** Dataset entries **
* * * * * * *

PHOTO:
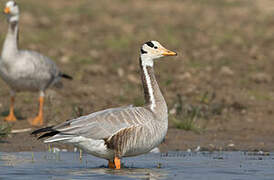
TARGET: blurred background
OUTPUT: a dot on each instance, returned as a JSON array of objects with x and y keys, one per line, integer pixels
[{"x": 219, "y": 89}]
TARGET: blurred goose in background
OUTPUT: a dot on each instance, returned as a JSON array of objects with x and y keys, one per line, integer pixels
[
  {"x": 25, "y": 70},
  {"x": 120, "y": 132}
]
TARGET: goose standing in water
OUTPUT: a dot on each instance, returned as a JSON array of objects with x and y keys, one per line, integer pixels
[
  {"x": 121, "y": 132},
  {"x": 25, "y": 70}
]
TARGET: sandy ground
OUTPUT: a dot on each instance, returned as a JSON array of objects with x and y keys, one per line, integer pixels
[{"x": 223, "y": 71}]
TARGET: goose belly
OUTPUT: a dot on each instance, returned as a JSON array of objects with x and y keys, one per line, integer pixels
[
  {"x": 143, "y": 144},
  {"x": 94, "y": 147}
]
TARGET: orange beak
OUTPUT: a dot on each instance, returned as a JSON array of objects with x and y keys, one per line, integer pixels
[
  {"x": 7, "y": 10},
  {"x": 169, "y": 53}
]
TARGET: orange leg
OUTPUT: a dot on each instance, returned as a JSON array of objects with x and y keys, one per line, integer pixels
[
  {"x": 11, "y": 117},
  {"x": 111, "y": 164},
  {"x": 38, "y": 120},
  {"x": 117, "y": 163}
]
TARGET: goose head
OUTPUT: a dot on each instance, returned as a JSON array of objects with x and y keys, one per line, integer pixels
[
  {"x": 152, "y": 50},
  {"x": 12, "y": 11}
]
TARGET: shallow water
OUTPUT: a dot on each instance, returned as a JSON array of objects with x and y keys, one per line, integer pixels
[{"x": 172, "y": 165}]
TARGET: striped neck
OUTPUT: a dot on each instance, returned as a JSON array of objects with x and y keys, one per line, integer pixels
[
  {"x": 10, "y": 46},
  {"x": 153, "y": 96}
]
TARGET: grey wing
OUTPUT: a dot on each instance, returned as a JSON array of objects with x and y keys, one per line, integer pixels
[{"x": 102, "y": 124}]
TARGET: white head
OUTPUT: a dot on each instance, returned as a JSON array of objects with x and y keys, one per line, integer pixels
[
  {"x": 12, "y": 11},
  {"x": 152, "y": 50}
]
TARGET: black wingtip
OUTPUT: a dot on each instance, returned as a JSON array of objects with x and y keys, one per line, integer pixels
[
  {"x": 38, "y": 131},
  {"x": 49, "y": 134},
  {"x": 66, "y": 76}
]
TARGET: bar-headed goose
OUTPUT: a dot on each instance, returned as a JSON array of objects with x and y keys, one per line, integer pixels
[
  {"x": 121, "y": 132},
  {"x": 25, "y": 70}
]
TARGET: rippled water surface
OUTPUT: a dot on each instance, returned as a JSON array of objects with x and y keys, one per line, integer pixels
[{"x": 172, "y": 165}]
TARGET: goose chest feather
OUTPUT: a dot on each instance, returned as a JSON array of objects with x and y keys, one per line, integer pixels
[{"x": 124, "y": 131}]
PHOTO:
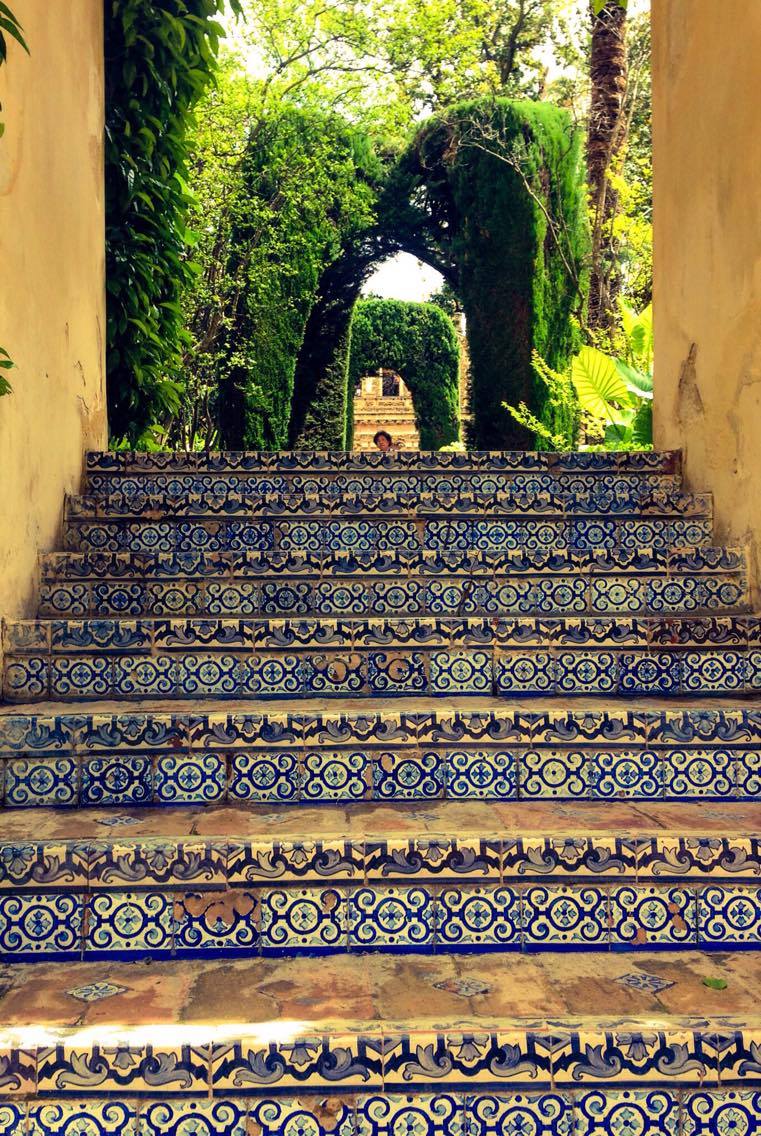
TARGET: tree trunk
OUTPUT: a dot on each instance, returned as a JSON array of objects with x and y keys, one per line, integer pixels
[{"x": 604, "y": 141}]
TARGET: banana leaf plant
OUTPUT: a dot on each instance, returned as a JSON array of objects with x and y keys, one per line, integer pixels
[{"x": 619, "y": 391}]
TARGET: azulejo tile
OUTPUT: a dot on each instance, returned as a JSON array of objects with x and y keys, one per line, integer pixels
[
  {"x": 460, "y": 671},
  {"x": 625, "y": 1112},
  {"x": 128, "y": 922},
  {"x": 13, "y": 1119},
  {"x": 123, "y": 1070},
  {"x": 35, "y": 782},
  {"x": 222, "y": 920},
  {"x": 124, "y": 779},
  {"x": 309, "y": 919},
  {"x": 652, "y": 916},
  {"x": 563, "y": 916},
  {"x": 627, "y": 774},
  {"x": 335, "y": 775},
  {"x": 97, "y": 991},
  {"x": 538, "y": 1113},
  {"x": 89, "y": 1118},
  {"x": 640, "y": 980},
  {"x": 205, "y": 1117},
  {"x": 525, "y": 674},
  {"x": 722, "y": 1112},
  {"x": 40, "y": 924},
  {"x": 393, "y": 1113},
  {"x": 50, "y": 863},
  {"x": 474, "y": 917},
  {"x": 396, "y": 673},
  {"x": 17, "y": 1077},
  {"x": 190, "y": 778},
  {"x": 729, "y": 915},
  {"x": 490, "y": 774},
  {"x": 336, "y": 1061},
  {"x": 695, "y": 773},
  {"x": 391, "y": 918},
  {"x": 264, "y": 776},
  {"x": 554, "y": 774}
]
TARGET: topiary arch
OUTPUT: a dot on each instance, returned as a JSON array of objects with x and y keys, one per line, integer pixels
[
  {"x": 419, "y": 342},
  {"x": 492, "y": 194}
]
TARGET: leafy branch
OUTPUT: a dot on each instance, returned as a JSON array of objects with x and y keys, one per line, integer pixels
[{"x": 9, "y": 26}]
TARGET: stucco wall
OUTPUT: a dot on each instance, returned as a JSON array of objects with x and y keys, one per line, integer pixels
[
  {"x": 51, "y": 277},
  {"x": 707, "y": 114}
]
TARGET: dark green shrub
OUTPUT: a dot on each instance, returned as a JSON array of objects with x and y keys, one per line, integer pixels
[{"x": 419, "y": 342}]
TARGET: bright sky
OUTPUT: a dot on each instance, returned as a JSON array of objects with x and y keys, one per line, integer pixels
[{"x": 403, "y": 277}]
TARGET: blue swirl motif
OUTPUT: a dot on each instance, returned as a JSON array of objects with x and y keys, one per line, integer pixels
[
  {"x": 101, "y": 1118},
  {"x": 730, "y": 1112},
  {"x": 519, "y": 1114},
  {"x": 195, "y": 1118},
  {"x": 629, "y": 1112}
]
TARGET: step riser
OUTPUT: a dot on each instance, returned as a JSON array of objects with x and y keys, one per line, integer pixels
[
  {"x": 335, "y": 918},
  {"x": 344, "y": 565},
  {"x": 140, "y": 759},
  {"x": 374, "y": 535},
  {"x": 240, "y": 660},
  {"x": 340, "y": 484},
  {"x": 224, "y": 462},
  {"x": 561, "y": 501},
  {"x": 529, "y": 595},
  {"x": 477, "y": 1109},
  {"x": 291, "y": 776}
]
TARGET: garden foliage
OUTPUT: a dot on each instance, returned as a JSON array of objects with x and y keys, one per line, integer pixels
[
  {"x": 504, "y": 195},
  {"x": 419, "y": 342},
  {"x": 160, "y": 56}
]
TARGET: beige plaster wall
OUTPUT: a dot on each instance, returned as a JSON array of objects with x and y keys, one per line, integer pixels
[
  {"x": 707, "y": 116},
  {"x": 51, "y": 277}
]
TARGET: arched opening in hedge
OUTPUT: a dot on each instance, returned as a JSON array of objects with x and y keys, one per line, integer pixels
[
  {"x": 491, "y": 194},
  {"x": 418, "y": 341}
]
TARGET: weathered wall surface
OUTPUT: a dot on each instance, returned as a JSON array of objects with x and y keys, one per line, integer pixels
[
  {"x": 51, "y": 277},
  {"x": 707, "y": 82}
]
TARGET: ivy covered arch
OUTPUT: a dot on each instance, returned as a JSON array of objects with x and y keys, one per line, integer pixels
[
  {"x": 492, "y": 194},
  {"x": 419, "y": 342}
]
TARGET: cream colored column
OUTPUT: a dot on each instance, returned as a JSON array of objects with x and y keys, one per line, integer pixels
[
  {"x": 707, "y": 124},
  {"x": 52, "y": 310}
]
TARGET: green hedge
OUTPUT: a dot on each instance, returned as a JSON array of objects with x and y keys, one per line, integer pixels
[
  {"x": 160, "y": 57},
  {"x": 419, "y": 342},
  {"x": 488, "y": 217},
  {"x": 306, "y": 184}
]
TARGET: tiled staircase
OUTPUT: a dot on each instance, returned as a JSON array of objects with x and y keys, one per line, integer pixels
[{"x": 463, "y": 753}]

* * * * * * *

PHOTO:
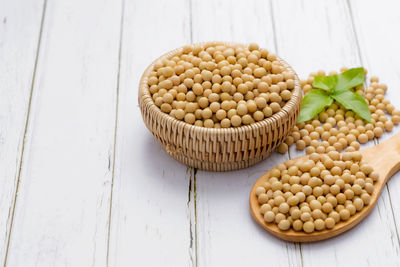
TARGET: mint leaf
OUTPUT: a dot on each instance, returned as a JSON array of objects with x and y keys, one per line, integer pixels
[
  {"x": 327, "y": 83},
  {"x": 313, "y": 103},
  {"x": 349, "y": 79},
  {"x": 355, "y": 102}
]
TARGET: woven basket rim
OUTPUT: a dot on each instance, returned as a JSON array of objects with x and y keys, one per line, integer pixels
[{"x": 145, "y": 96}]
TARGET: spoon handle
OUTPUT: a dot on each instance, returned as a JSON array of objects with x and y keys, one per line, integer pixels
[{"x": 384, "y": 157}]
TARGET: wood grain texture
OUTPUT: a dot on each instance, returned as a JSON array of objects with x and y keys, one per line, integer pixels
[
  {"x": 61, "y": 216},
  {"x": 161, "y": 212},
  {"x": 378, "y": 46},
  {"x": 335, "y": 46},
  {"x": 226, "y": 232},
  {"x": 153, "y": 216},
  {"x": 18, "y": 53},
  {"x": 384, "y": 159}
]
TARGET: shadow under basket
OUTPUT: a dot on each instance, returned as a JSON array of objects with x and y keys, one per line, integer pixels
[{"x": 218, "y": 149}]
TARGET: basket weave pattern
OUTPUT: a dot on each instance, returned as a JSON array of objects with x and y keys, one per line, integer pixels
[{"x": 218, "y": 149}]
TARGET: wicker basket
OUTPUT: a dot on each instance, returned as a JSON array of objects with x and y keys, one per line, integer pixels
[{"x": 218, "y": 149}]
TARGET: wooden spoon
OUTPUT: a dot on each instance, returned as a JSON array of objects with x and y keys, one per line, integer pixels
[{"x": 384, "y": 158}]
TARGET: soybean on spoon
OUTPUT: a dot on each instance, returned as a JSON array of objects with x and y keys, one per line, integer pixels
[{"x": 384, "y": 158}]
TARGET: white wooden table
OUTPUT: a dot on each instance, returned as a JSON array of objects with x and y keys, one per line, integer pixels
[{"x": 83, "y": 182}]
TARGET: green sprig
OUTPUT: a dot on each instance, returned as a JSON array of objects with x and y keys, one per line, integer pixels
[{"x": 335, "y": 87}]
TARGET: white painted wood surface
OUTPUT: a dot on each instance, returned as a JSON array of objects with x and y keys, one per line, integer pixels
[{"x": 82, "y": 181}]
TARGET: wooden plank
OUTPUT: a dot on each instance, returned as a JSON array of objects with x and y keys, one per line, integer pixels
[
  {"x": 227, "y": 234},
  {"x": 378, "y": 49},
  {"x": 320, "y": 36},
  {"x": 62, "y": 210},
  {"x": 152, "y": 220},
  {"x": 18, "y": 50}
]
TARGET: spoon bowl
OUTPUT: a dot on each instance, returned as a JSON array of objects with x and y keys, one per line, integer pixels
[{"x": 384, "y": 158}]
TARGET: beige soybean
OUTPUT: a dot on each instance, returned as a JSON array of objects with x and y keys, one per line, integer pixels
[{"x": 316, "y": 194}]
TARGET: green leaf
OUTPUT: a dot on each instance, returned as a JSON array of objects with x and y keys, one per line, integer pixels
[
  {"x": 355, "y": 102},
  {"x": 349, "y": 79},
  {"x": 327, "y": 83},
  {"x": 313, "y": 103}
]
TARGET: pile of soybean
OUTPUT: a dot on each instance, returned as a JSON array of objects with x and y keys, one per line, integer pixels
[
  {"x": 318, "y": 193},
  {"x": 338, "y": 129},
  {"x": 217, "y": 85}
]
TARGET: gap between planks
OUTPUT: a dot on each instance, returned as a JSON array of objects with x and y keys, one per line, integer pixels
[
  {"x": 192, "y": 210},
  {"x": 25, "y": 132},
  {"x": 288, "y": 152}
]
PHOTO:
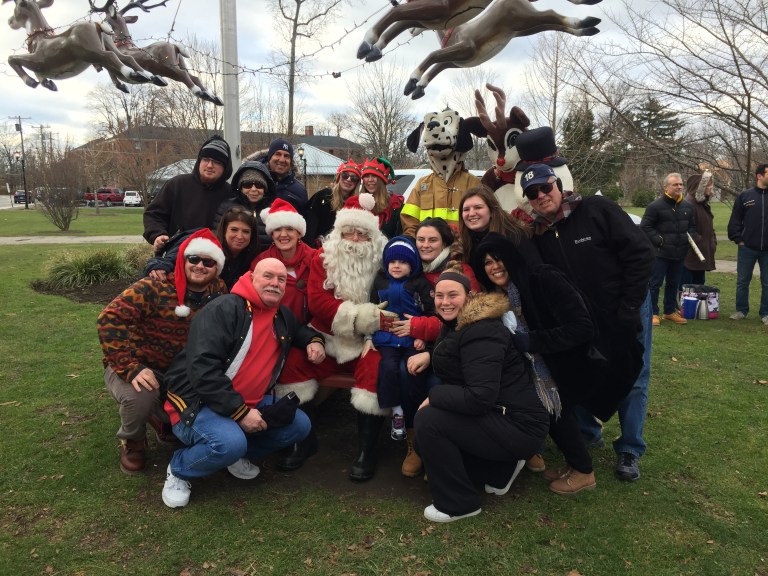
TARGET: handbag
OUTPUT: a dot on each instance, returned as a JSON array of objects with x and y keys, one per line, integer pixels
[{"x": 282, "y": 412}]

* * * * * * *

** Your assignment **
Copy out only the lines of the records above from the one with "TARGET: striped neck" through the one with "TARGET: white head", exactly as they stand, both included.

** Written answer **
TARGET: striped neck
OUTPUT: a dot on each instance, returned as a JSON array of objects with x and y keys, one per line, integer pixels
[
  {"x": 10, "y": 46},
  {"x": 153, "y": 96}
]
TARGET: grey wing
OUTPUT: a dot on each instance, returned as a JSON array of objects with x and y keys, one per line, integer pixels
[{"x": 102, "y": 124}]
TARGET: white head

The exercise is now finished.